(Material provided Opens)

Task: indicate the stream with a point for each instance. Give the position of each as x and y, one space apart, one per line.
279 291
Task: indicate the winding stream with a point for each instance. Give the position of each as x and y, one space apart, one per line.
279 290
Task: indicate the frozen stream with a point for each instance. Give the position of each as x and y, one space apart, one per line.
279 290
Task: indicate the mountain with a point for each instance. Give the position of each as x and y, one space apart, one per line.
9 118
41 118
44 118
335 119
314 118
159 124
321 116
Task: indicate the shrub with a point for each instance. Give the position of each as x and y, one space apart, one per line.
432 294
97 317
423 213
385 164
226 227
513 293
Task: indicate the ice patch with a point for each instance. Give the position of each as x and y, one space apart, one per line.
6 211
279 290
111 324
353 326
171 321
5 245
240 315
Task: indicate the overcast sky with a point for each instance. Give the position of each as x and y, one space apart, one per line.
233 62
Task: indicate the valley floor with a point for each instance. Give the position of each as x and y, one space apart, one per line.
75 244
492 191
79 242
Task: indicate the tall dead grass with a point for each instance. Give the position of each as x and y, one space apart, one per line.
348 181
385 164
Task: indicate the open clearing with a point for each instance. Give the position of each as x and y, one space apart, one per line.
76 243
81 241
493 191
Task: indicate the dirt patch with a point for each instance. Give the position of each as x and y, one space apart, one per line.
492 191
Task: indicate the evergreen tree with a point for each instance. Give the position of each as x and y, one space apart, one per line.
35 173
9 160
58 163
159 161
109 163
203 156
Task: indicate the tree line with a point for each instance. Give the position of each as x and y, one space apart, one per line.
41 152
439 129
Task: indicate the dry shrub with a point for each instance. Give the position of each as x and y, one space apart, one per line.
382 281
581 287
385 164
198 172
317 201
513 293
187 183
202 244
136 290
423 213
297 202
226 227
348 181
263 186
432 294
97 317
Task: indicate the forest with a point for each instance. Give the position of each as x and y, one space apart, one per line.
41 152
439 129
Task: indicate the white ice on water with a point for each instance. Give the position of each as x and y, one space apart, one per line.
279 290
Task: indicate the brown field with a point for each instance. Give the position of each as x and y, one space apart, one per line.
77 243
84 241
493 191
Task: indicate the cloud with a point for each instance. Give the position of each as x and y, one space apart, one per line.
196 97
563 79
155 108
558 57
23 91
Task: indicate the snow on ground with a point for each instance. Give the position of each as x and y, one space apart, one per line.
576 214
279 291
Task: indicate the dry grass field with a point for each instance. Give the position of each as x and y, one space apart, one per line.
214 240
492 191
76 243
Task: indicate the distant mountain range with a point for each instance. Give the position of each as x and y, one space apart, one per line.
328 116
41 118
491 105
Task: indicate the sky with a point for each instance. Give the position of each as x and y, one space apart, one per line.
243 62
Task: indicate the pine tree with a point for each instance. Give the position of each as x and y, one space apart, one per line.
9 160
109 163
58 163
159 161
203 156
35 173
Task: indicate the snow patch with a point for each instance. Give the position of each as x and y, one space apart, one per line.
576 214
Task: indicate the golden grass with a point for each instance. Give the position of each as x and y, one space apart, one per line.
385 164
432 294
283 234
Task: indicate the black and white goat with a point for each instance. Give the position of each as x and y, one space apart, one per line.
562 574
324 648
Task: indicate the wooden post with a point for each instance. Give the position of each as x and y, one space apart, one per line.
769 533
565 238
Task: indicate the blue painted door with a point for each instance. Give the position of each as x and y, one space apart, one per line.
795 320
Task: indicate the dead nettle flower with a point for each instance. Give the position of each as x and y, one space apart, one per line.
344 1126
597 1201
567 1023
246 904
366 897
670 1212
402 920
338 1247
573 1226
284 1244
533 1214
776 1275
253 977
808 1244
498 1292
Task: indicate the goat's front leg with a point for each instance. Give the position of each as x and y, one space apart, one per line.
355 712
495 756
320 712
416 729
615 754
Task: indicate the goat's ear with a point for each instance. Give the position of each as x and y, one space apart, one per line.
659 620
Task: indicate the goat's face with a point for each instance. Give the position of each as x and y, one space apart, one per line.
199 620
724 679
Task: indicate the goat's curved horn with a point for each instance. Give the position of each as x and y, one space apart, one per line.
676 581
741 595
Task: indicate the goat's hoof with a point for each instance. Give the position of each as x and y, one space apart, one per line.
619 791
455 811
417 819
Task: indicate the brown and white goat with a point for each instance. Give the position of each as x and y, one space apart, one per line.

(Material provided Closes)

__Brief__
Retype exactly the lines from the one containing "Task: indicate the dead" through the last line of the records above, including both.

__Response to the task__
Task: indicate the dead nettle flower with a point for each instance. Give the position of each as x and y, one space apart, one per line.
344 1126
597 1201
567 1023
246 904
366 897
670 1212
402 920
338 1247
573 1226
284 1244
533 1214
776 1275
253 977
808 1244
498 1292
Task: indicate the goat's front leg with a point for each instance. Give the position of each as x and y, one space apart, one per line.
355 712
495 756
320 712
416 729
615 754
Task: indicate the goat's ear with a point for each instance. Give the position of each as x and y, one space apart, one per line.
659 620
Task: indicate the goat's face with a point for each instance. Give the position of each as x and y, one space apart, one per line.
199 620
724 679
Task: indicate the goat's curved horn with a point for each instance. Give the position of each as x and y, one space apart, one per line.
676 581
741 595
Task: indicate the goat's hoof with a point for each instance. Give the position of each as x and y, one space apart, one per line.
619 791
455 811
417 819
Task: indicate the brown and white goat with a point for each instance. Give the position of each as x and y, one space apart, one per line.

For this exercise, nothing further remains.